(Dataset entries)
^^^^^^^^

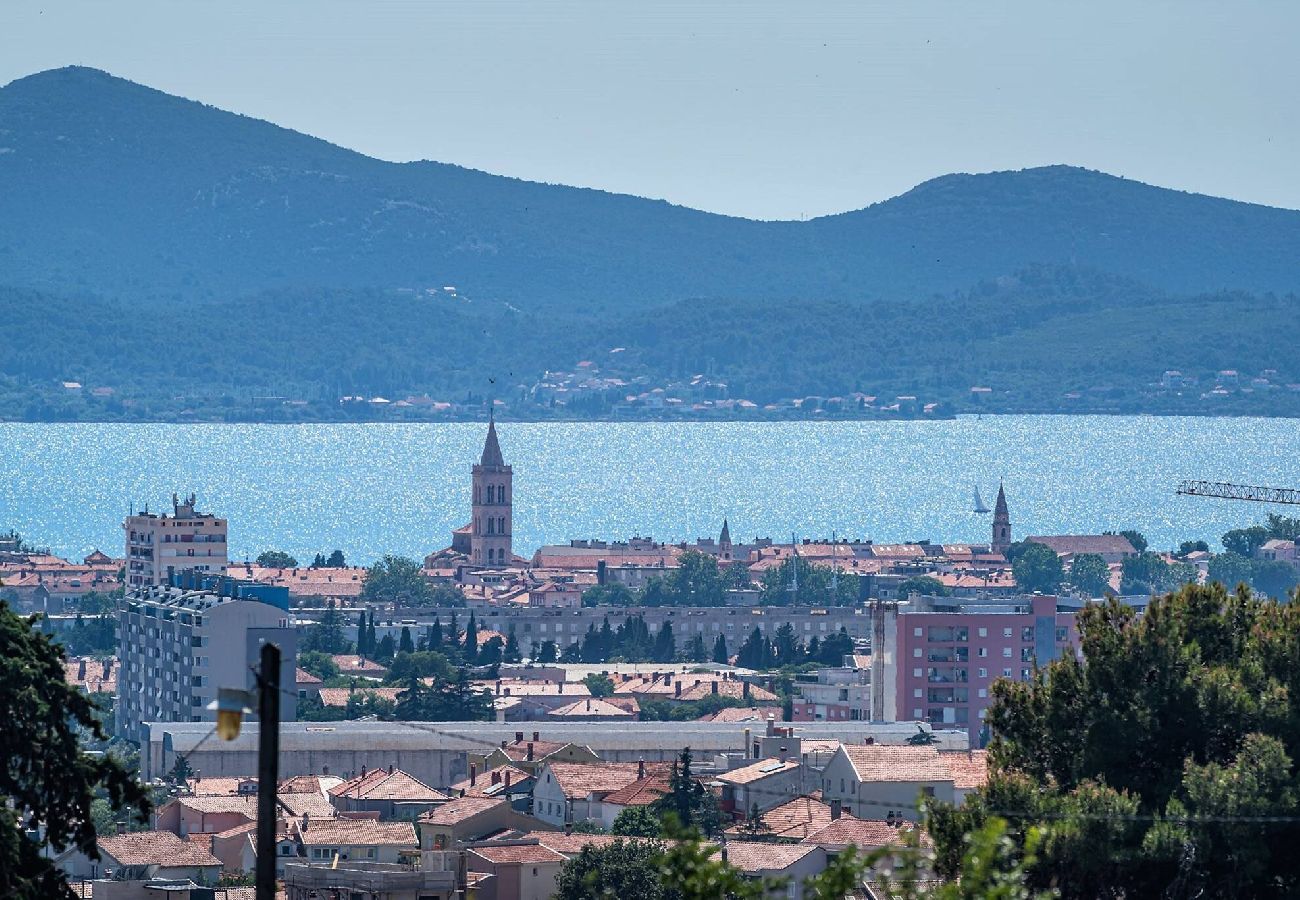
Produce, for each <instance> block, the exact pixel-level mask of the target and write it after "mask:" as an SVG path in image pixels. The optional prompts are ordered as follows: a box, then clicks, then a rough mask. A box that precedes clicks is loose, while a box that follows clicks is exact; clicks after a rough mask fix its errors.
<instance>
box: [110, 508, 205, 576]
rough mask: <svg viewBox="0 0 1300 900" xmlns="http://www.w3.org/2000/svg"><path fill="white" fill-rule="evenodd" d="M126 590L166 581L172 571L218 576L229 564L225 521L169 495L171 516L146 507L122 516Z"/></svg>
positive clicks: (164, 512) (170, 574)
mask: <svg viewBox="0 0 1300 900" xmlns="http://www.w3.org/2000/svg"><path fill="white" fill-rule="evenodd" d="M122 531H123V532H126V589H127V590H130V589H131V588H139V587H148V585H160V584H168V577H169V576H170V575H173V574H174V572H181V571H185V570H194V571H198V572H204V574H209V575H221V574H222V572H225V571H226V564H227V563H229V551H227V544H226V520H225V519H218V518H217V516H214V515H212V514H211V512H199V511H198V510H196V509H195V497H194V494H190V496H188V497H186V498H185V499H183V501H182V499H181V498H178V497H177V496H175V494H173V496H172V515H166V514H165V512H164V514H162V515H157V514H153V512H149V511H148V510H146V511H144V512H139V514H135V515H130V516H127V518H126V522H123V523H122Z"/></svg>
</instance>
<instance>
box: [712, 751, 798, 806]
mask: <svg viewBox="0 0 1300 900" xmlns="http://www.w3.org/2000/svg"><path fill="white" fill-rule="evenodd" d="M805 778H806V770H805V769H803V763H801V762H800V761H798V760H797V758H796V760H780V758H776V760H759V761H758V762H753V763H750V765H748V766H741V767H740V769H732V770H731V771H728V773H725V774H723V775H719V776H718V779H716V780H719V782H722V786H723V800H722V805H723V812H725V813H728V814H731V815H733V817H736V818H744V817H745V815H748V814H749V812H750V810H751V809H753V808H754V806H758V809H759V812H762V810H764V809H771V808H772V806H780V805H781V804H784V802H787V801H789V800H793V799H794V797H797V796H800V795H801V793H803V789H805V788H803V780H805Z"/></svg>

^^^^^^^^

(The task)
Return all lines from the entries that contain the string "instance".

(Solution below)
Produce, for each <instance> block, the exact pixel-level mask of the target and write it after "mask:" as an SVG path in image pixels. The optional prompts are ordered as follows: a box, then clicks, then a rough mask. A box that precedes clicks is loose, while a box that follows clicks is exact; clicks after a rough mask fix its errors.
<instance>
</instance>
<instance>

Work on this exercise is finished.